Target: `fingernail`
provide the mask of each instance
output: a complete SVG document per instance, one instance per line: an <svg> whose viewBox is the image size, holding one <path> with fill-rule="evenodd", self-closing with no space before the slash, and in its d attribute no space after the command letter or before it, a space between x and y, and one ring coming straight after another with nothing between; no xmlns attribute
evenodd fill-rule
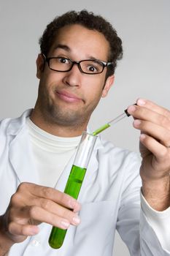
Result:
<svg viewBox="0 0 170 256"><path fill-rule="evenodd" d="M146 103L145 100L143 99L139 99L137 101L137 105L139 106L143 106Z"/></svg>
<svg viewBox="0 0 170 256"><path fill-rule="evenodd" d="M134 124L135 126L139 126L139 124L141 124L141 121L138 120L138 119L136 119L136 120L134 121Z"/></svg>
<svg viewBox="0 0 170 256"><path fill-rule="evenodd" d="M68 222L65 220L62 220L61 222L61 224L63 226L63 227L68 228L69 227L69 222Z"/></svg>
<svg viewBox="0 0 170 256"><path fill-rule="evenodd" d="M37 226L32 226L30 228L30 235L36 235L39 233L39 227Z"/></svg>
<svg viewBox="0 0 170 256"><path fill-rule="evenodd" d="M131 113L134 113L136 110L136 108L134 105L128 107L128 112L131 114Z"/></svg>
<svg viewBox="0 0 170 256"><path fill-rule="evenodd" d="M73 217L72 222L73 222L73 224L75 224L75 225L80 224L80 217L78 216Z"/></svg>

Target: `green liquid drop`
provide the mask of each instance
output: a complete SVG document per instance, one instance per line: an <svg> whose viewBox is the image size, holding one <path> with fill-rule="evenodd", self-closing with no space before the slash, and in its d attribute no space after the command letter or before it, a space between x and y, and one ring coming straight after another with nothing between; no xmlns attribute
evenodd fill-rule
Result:
<svg viewBox="0 0 170 256"><path fill-rule="evenodd" d="M85 172L85 168L73 165L64 189L64 193L77 199ZM53 249L60 248L63 243L66 234L66 230L53 227L48 241L50 246Z"/></svg>
<svg viewBox="0 0 170 256"><path fill-rule="evenodd" d="M93 136L96 136L96 135L97 135L98 133L103 132L104 129L109 128L109 127L110 127L110 124L106 124L103 125L102 127L101 127L100 128L96 129L96 131L94 131L94 132L92 133L92 135L93 135Z"/></svg>

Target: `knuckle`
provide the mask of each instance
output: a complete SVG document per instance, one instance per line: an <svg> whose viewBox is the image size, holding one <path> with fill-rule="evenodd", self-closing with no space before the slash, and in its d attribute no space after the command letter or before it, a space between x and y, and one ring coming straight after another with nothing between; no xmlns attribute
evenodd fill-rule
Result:
<svg viewBox="0 0 170 256"><path fill-rule="evenodd" d="M167 117L166 117L164 116L161 116L160 117L160 122L163 127L170 127L169 120L167 118Z"/></svg>
<svg viewBox="0 0 170 256"><path fill-rule="evenodd" d="M17 192L22 192L27 189L28 183L27 182L22 182L18 187Z"/></svg>
<svg viewBox="0 0 170 256"><path fill-rule="evenodd" d="M20 195L19 193L16 192L13 194L11 197L10 204L11 206L18 205L20 200Z"/></svg>
<svg viewBox="0 0 170 256"><path fill-rule="evenodd" d="M50 201L47 199L42 199L40 201L41 206L45 209L49 209L50 208Z"/></svg>

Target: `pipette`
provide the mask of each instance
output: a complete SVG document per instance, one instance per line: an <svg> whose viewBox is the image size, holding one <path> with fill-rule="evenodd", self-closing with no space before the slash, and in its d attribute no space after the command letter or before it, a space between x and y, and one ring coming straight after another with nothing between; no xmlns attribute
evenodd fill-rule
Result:
<svg viewBox="0 0 170 256"><path fill-rule="evenodd" d="M136 105L136 104L134 104L134 105ZM108 123L102 125L101 127L99 127L98 129L96 129L93 133L92 135L93 136L96 136L97 135L98 133L103 132L104 129L109 128L109 127L111 127L111 125L113 125L116 123L117 123L118 121L120 121L120 120L122 120L123 118L124 118L125 116L130 116L131 115L128 113L128 109L125 109L124 110L124 112L117 116L115 118L111 120L110 121L109 121Z"/></svg>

::::

REQUIREMENT:
Can you recast every line of the listing above as a Markdown table with the columns "Row" and "Listing line", one line per row, with blank lines and the pictures left out?

COMPLETE ANSWER:
| Row | Listing line |
|---|---|
| 1 | Target: `fingernail` |
| 2 | provide the mask of each instance |
| 3 | output: a complete SVG document per instance, one instance per line: an <svg> whose viewBox is the image size, holding one <path> with fill-rule="evenodd", self-closing with no space before the slash, and in its d attribute no space after the command letter or before it, a space between x and y, and one ring coming straight after another with nothing between; no xmlns attribute |
| 4 | evenodd fill-rule |
| 5 | Result: |
| 6 | <svg viewBox="0 0 170 256"><path fill-rule="evenodd" d="M146 103L145 100L143 99L139 99L137 101L137 105L139 106L143 106Z"/></svg> |
| 7 | <svg viewBox="0 0 170 256"><path fill-rule="evenodd" d="M134 124L135 126L139 126L139 124L141 124L141 121L138 120L138 119L136 119L136 120L134 121Z"/></svg> |
| 8 | <svg viewBox="0 0 170 256"><path fill-rule="evenodd" d="M68 222L65 220L62 220L61 222L61 224L63 226L63 227L68 228L69 227L69 222Z"/></svg> |
| 9 | <svg viewBox="0 0 170 256"><path fill-rule="evenodd" d="M37 226L32 226L30 228L30 235L36 235L39 233L39 227Z"/></svg> |
| 10 | <svg viewBox="0 0 170 256"><path fill-rule="evenodd" d="M131 113L134 113L136 110L136 108L134 105L128 107L128 112L131 114Z"/></svg> |
| 11 | <svg viewBox="0 0 170 256"><path fill-rule="evenodd" d="M73 217L72 222L73 222L73 224L75 224L75 225L80 224L80 217L78 216Z"/></svg> |
| 12 | Target: `green liquid drop` |
| 13 | provide the mask of each instance |
| 14 | output: a complete SVG document per instance, one instance per line: an <svg> whose viewBox is the image size, holding one <path> with fill-rule="evenodd", self-closing with no space before the slash, and in its d attribute no space after the command letter or before it, a space between x and y, and one ring coming straight after another with nothing between; no xmlns attribute |
| 15 | evenodd fill-rule |
| 16 | Result: |
| 17 | <svg viewBox="0 0 170 256"><path fill-rule="evenodd" d="M85 172L85 168L73 165L64 189L64 193L77 199ZM53 249L60 248L63 243L66 234L66 230L53 227L48 241L50 246Z"/></svg> |
| 18 | <svg viewBox="0 0 170 256"><path fill-rule="evenodd" d="M93 136L96 136L96 135L97 135L98 133L103 132L104 129L109 128L109 127L110 127L110 124L106 124L103 125L102 127L101 127L100 128L96 129L96 131L94 131L94 132L92 133L92 135L93 135Z"/></svg> |
| 19 | Target: `knuckle` |
| 20 | provide the mask of each instance |
| 21 | output: a complete SVG document per instance, one instance per line: an <svg> whose viewBox is the image size, holding one <path> with fill-rule="evenodd", self-closing with no space before the slash, and in its d attribute no space after the command letter or before it, a space between x and y, and one ring coming straight after another with nothing between; no xmlns attribute |
| 22 | evenodd fill-rule |
| 23 | Result: |
| 24 | <svg viewBox="0 0 170 256"><path fill-rule="evenodd" d="M167 117L166 117L164 116L161 116L160 117L160 122L163 127L170 127L169 120L167 118Z"/></svg> |
| 25 | <svg viewBox="0 0 170 256"><path fill-rule="evenodd" d="M17 192L22 192L27 189L28 183L27 182L22 182L18 187Z"/></svg> |
| 26 | <svg viewBox="0 0 170 256"><path fill-rule="evenodd" d="M20 195L19 193L16 192L13 194L11 197L10 204L11 206L18 205L20 200Z"/></svg> |
| 27 | <svg viewBox="0 0 170 256"><path fill-rule="evenodd" d="M50 201L47 199L42 199L40 201L41 206L45 209L49 209L50 208Z"/></svg> |
| 28 | Target: `pipette` |
| 29 | provide the mask of each instance |
| 30 | output: a complete SVG document per instance, one instance per line: an <svg> whose viewBox is the image size, holding one <path> with fill-rule="evenodd", self-closing with no space before the slash, and in its d attribute no space after the command letter or before it, a space between x and y, and one ring coming straight after another with nothing between; no xmlns attribute |
| 31 | evenodd fill-rule |
| 32 | Result: |
| 33 | <svg viewBox="0 0 170 256"><path fill-rule="evenodd" d="M136 105L136 104L134 104L134 105ZM108 123L102 125L101 127L99 127L98 129L96 129L93 133L92 135L93 136L96 136L97 135L98 133L103 132L104 129L109 128L109 127L111 127L111 125L113 125L116 123L117 123L118 121L120 121L120 120L122 120L123 118L124 118L125 116L130 116L131 115L128 113L128 109L125 109L124 110L124 112L117 116L115 118L111 120L110 121L109 121Z"/></svg> |